Selected extract ::
Florida's 24th congressional district, 2018
| Party |  | Candidate | Votes | % |
|---|---|---|---|---|
|  | Democratic | Frederica Wilson (incumbent) | Unopposed | N/a |
| Total votes |  |  |  | N/a |
|  | Democratic hold |  |  |  |

==District 25==

The 25th district includes the western Miami suburbs, such as Hialeah and Miami Lakes, and goes across the northern border of the Everglades to eastern Naples suburbs of Golden Gate and Immokalee. The district also extends upward into the Florida Heartland including Clewiston and LaBelle. Incumbent Republican Mario Díaz-Balart, who had represented the district since 2013 and previously represented the 21st district from 2011 to 2013 as well as a different version of the 25th from 2003 to 2011, ran for re-election. He was re-elected to an eighth term with 62% of the vote in 2016. The district had a PVI of R+4.

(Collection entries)
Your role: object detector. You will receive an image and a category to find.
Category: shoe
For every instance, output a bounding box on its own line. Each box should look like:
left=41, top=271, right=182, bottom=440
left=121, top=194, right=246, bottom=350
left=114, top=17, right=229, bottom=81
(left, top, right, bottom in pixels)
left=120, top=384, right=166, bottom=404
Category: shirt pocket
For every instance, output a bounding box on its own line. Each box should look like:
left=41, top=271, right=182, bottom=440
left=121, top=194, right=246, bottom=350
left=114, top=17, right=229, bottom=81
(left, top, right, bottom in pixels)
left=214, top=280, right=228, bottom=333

* * *

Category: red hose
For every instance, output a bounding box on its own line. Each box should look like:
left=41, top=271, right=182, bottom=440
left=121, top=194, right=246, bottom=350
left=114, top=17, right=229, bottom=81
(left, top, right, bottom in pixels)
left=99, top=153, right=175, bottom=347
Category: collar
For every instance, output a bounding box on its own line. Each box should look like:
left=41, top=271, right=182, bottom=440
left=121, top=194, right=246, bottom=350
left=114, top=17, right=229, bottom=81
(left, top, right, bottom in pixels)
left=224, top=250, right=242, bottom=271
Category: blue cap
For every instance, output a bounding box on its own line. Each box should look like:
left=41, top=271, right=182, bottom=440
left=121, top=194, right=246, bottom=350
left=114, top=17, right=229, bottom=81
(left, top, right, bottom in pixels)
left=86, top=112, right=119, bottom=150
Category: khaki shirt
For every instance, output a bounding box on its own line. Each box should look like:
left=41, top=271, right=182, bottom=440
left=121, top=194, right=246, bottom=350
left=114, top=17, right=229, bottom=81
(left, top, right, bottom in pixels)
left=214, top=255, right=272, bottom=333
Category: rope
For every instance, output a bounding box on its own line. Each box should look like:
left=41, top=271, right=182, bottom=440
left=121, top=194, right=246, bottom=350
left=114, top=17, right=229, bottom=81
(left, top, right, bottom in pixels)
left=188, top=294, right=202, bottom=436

--

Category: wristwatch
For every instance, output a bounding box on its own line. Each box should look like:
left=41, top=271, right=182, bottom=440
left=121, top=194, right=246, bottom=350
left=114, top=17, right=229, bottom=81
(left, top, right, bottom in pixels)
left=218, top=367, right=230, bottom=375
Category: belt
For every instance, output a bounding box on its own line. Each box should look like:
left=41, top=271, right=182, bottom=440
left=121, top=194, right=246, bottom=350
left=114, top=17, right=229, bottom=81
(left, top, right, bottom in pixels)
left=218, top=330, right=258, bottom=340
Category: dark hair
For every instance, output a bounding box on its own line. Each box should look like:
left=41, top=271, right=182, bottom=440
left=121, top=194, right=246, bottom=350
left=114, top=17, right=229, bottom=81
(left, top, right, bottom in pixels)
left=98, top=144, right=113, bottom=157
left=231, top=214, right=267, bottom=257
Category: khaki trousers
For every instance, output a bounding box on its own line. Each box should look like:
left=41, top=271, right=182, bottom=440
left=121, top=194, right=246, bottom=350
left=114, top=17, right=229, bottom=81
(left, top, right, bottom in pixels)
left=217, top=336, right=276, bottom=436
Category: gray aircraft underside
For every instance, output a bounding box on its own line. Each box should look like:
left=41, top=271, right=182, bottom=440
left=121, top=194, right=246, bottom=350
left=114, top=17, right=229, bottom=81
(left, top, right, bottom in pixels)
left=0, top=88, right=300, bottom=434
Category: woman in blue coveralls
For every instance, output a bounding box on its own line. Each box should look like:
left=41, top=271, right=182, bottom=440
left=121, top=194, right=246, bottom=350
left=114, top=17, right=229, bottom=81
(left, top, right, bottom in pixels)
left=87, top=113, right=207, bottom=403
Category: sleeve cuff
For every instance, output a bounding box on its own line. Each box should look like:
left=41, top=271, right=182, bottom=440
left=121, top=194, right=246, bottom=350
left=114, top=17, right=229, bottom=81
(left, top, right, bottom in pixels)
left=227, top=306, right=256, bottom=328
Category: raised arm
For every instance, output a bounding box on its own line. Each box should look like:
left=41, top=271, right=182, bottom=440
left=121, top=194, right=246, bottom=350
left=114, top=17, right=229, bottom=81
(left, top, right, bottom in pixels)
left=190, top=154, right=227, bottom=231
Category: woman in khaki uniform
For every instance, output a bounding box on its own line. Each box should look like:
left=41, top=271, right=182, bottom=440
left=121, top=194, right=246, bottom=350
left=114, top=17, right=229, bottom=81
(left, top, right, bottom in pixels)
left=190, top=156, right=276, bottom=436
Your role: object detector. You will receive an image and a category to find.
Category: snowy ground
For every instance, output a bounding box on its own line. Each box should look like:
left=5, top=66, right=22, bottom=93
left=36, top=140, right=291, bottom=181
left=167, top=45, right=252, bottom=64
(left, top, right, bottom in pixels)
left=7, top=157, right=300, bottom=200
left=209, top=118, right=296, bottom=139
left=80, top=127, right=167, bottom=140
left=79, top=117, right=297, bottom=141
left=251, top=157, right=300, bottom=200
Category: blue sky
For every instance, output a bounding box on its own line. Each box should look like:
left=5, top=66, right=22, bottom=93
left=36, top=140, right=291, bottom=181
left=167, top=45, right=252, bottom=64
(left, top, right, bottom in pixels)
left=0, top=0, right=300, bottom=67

Problem set ::
[A] Quote the congressional district excerpt word for word from "Florida's 24th congressional" to "PVI of R+4.".
[B] List each community that the congressional district excerpt names as part of District 25.
[C] Write what comes next in the congressional district excerpt, picking up after its final sentence.

Answers for the exercise ::
[A]
Florida's 24th congressional district, 2018
| Party |  | Candidate | Votes | % |
|---|---|---|---|---|
|  | Democratic | Frederica Wilson (incumbent) | Unopposed | N/a |
| Total votes |  |  |  | N/a |
|  | Democratic hold |  |  |  |

==District 25==

The 25th district includes the western Miami suburbs, such as Hialeah and Miami Lakes, and goes across the northern border of the Everglades to eastern Naples suburbs of Golden Gate and Immokalee. The district also extends upward into the Florida Heartland including Clewiston and LaBelle. Incumbent Republican Mario Díaz-Balart, who had represented the district since 2013 and previously represented the 21st district from 2011 to 2013 as well as a different version of the 25th from 2003 to 2011, ran for re-election. He was re-elected to an eighth term with 62% of the vote in 2016. The district had a PVI of R+4.

[B] Hialeah, Miami Lakes, Golden Gate, Immokalee, Clewiston, LaBelle

[C]
===Republican primary===

====Candidates====

=====Nominee=====
- Mario Díaz-Balart, incumbent U.S. Representative

===Democratic primary===
Florida's 25th district has been included on the initial list of Republican-held seats being targeted by the Democratic Congressional Campaign Committee in 2018.

====Candidates====

=====Nominee=====
- Mary Barzee Flores, attorney and former Eleventh Judicial Circuit Court of Florida Judge

=====Withdrawn=====
- Annisa Karim, Lee County Department of Parks & Recreation manager (endorsed Flores)
- Alina Valdes, doctor and nominee for this seat in 2016 (endorsed Flores)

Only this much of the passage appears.